◆ **AIM OF THE EXERCISE**: Each line from the one containing "of the navy" to the final line of the listing below must be transcribed exactly; all others are left out.

----------

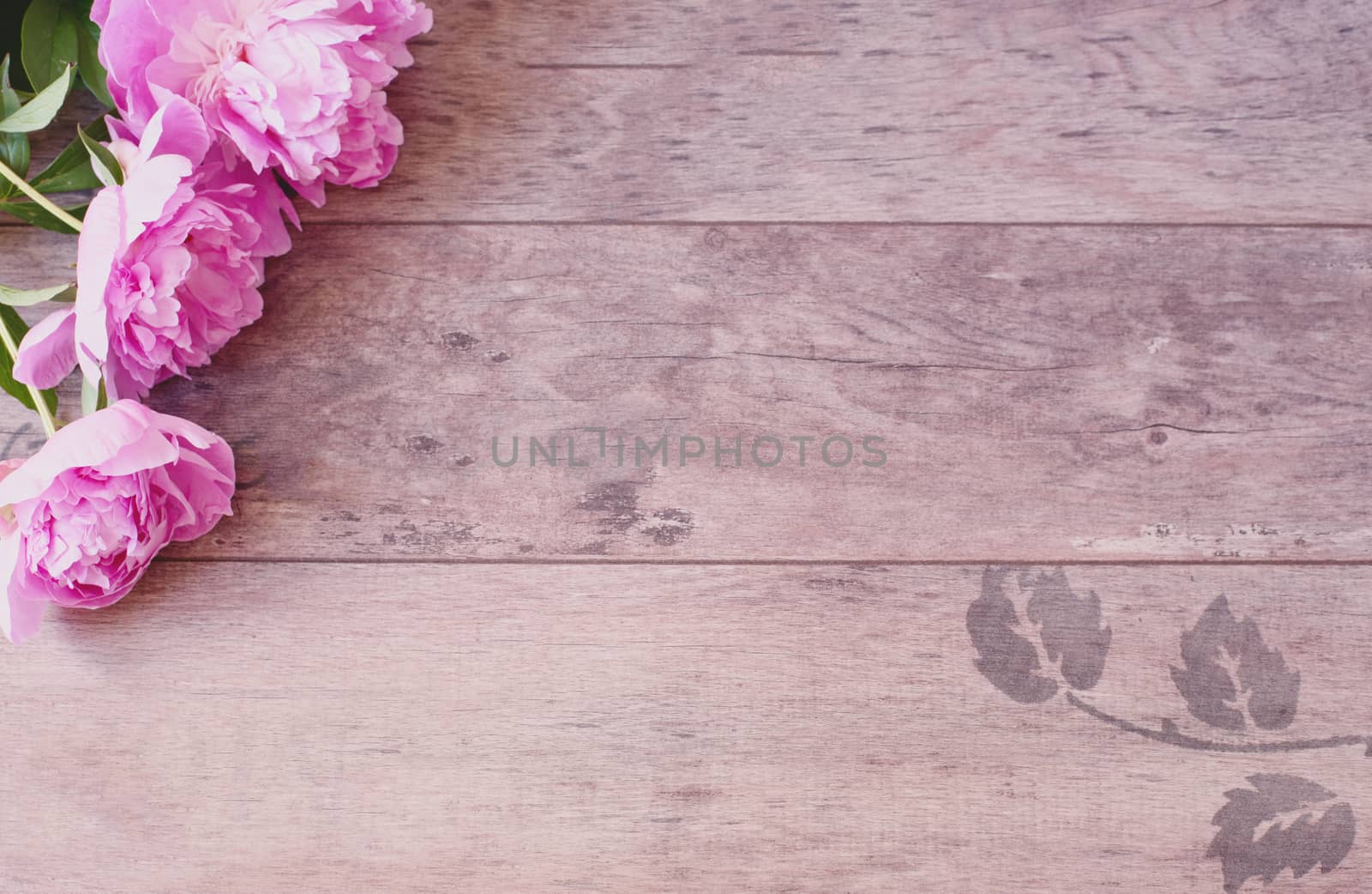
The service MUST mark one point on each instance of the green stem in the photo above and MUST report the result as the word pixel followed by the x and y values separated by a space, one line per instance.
pixel 41 201
pixel 39 404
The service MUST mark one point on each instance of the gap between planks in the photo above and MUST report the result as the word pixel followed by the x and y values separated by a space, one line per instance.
pixel 854 562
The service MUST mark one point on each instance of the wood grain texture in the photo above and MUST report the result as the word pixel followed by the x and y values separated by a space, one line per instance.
pixel 1067 395
pixel 892 110
pixel 345 728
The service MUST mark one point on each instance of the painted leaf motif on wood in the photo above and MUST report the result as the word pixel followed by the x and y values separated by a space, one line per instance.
pixel 1069 626
pixel 1069 631
pixel 1231 676
pixel 1282 823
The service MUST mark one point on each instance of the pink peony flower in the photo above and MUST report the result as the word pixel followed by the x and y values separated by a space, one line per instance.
pixel 294 86
pixel 87 514
pixel 168 265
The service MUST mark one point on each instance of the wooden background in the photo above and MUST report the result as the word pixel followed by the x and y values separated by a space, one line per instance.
pixel 1101 275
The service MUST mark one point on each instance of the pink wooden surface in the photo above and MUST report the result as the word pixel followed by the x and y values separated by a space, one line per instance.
pixel 400 667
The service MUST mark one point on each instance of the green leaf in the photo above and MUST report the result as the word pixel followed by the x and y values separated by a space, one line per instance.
pixel 70 171
pixel 27 297
pixel 88 63
pixel 18 390
pixel 93 397
pixel 14 148
pixel 103 162
pixel 48 41
pixel 40 110
pixel 31 213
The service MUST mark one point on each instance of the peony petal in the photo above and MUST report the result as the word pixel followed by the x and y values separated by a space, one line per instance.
pixel 20 617
pixel 89 441
pixel 176 130
pixel 48 350
pixel 100 244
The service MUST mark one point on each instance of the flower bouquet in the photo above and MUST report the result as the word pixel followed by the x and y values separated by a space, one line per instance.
pixel 220 114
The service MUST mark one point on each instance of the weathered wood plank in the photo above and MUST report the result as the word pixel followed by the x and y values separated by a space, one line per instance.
pixel 1043 393
pixel 322 728
pixel 894 110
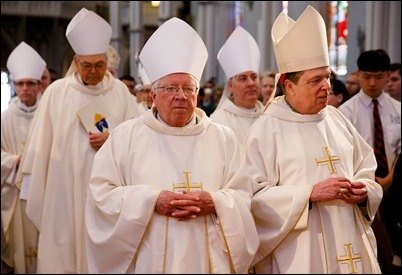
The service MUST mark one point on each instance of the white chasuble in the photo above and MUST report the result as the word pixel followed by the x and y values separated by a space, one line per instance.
pixel 141 158
pixel 237 118
pixel 58 162
pixel 286 154
pixel 21 237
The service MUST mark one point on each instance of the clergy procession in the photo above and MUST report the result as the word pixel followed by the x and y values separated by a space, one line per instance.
pixel 95 180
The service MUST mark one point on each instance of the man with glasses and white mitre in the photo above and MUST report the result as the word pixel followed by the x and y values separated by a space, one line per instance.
pixel 73 121
pixel 21 237
pixel 157 202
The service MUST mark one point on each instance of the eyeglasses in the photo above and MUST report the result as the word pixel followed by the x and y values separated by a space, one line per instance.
pixel 29 84
pixel 173 90
pixel 317 80
pixel 99 66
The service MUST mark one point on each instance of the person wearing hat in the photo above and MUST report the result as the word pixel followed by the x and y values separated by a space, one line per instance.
pixel 374 72
pixel 239 106
pixel 312 173
pixel 156 202
pixel 25 66
pixel 72 122
pixel 113 61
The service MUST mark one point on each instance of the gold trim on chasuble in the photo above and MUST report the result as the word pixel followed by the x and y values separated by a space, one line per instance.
pixel 329 160
pixel 349 258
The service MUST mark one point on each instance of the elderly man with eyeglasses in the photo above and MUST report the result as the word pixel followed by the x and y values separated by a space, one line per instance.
pixel 73 121
pixel 25 66
pixel 157 201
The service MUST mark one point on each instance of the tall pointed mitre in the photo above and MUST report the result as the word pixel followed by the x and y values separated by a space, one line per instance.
pixel 25 62
pixel 240 53
pixel 300 45
pixel 88 33
pixel 173 48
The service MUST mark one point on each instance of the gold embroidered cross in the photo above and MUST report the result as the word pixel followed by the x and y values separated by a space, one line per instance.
pixel 349 258
pixel 187 185
pixel 32 253
pixel 328 160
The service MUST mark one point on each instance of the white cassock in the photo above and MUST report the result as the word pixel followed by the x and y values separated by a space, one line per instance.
pixel 237 118
pixel 141 158
pixel 21 236
pixel 286 154
pixel 58 164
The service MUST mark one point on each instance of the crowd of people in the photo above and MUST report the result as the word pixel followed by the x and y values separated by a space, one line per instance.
pixel 101 173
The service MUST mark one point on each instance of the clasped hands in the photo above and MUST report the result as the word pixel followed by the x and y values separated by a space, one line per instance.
pixel 339 188
pixel 184 206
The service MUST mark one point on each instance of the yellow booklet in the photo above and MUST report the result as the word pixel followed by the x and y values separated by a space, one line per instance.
pixel 97 116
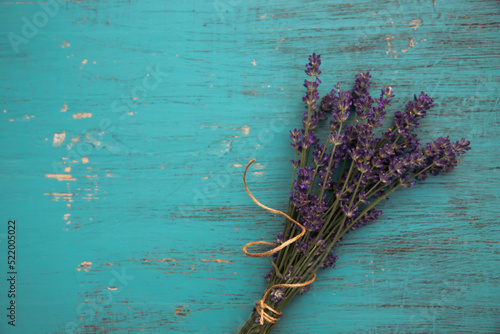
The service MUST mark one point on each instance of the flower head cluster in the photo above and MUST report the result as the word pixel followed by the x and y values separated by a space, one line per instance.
pixel 338 181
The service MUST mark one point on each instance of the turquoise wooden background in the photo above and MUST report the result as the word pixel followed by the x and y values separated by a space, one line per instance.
pixel 126 126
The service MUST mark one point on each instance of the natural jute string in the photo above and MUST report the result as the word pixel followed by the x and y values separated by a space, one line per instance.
pixel 261 305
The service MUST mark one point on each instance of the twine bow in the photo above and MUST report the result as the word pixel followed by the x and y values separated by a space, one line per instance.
pixel 260 305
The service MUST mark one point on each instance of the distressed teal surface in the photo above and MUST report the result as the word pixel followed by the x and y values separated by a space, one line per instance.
pixel 134 222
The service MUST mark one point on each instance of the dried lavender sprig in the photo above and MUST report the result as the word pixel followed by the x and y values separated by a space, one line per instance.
pixel 376 168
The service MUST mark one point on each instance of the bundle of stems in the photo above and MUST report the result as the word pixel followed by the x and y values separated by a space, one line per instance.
pixel 337 185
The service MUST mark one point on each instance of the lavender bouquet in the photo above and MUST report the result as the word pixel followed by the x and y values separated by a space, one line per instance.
pixel 338 181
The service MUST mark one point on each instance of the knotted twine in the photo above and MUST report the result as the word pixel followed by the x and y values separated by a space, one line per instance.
pixel 260 305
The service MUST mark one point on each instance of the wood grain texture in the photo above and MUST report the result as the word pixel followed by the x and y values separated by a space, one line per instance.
pixel 126 125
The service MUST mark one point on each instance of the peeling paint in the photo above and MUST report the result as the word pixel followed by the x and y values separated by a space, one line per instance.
pixel 58 138
pixel 60 177
pixel 216 260
pixel 82 115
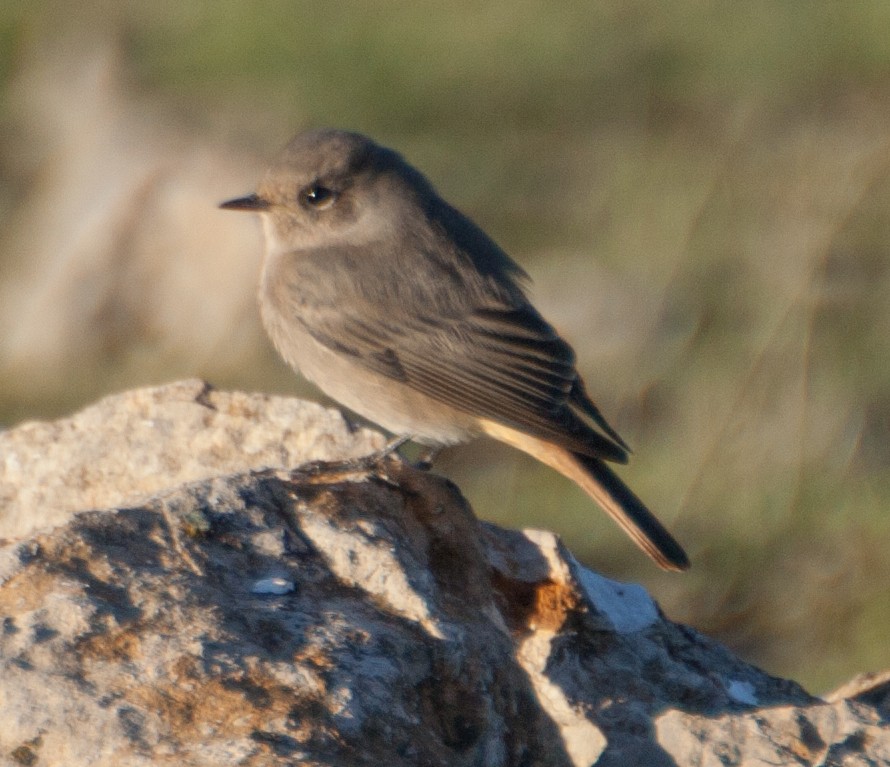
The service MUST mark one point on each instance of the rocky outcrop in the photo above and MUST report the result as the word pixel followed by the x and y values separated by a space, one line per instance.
pixel 208 604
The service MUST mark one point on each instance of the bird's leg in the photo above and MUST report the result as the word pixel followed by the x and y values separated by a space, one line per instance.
pixel 424 462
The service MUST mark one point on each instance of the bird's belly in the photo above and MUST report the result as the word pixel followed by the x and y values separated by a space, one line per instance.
pixel 392 404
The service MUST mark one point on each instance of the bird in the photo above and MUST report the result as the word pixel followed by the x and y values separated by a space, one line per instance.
pixel 400 308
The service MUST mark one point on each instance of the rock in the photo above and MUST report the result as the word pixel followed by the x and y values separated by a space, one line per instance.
pixel 128 447
pixel 211 604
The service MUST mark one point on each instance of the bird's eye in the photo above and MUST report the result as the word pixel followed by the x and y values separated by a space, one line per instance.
pixel 317 197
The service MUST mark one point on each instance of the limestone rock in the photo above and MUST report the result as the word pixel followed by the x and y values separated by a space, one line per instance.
pixel 210 606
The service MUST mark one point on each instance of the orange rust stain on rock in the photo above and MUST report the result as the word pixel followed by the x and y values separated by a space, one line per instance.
pixel 541 605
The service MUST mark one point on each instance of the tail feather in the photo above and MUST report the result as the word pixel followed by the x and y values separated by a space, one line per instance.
pixel 606 488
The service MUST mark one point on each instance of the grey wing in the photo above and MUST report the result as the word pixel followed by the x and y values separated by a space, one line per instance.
pixel 496 359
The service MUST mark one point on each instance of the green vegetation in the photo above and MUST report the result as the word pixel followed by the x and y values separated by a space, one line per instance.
pixel 701 191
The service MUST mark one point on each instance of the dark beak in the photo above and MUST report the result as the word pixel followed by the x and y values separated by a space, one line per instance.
pixel 251 202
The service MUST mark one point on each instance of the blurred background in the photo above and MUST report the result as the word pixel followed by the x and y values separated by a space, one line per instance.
pixel 700 191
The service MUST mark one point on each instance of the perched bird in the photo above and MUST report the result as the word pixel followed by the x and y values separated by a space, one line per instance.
pixel 400 308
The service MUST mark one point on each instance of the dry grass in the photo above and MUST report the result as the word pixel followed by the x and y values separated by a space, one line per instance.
pixel 700 192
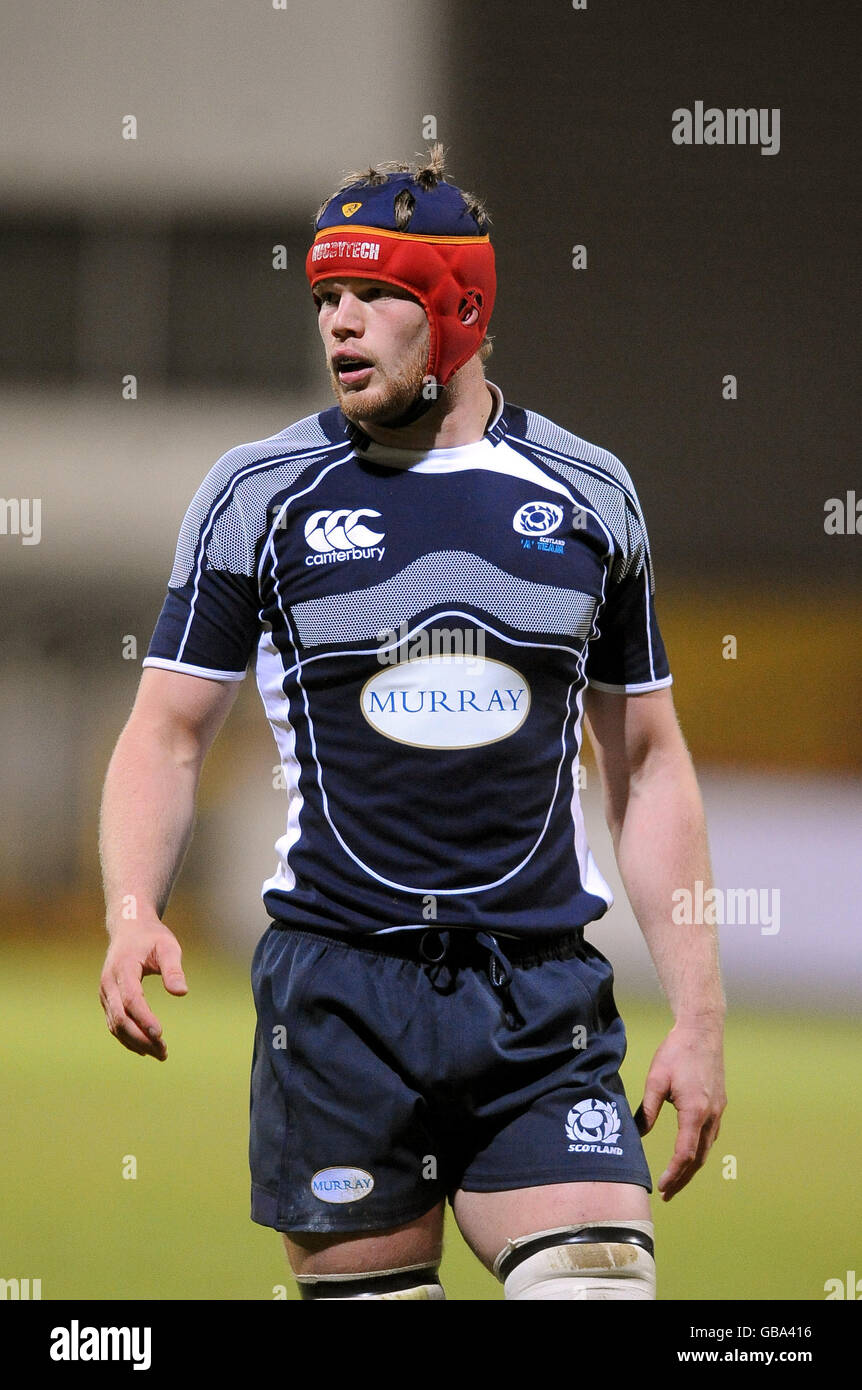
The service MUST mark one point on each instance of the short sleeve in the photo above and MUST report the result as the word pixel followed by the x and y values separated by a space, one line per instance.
pixel 627 655
pixel 210 619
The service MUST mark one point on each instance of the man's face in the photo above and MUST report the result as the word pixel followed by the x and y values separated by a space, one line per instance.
pixel 376 338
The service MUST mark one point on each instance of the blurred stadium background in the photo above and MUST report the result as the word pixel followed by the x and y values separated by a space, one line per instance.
pixel 153 257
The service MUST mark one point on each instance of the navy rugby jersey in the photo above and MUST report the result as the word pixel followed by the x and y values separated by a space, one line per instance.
pixel 424 623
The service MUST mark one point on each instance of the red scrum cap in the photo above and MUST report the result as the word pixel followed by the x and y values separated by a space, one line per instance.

----------

◆ **WRITTEN ANSWER**:
The service MUST mark one point on each instance of the navy rugby jersey in the photo above and MUST report the result as the word pixel followed by the x and y values separated by a space, one line per instance.
pixel 424 623
The service MUST mark one point on each instance of the red scrum cap in the photo above and MUST report the result as the word pixel followed by the x and y values separated by a space, one line per instance.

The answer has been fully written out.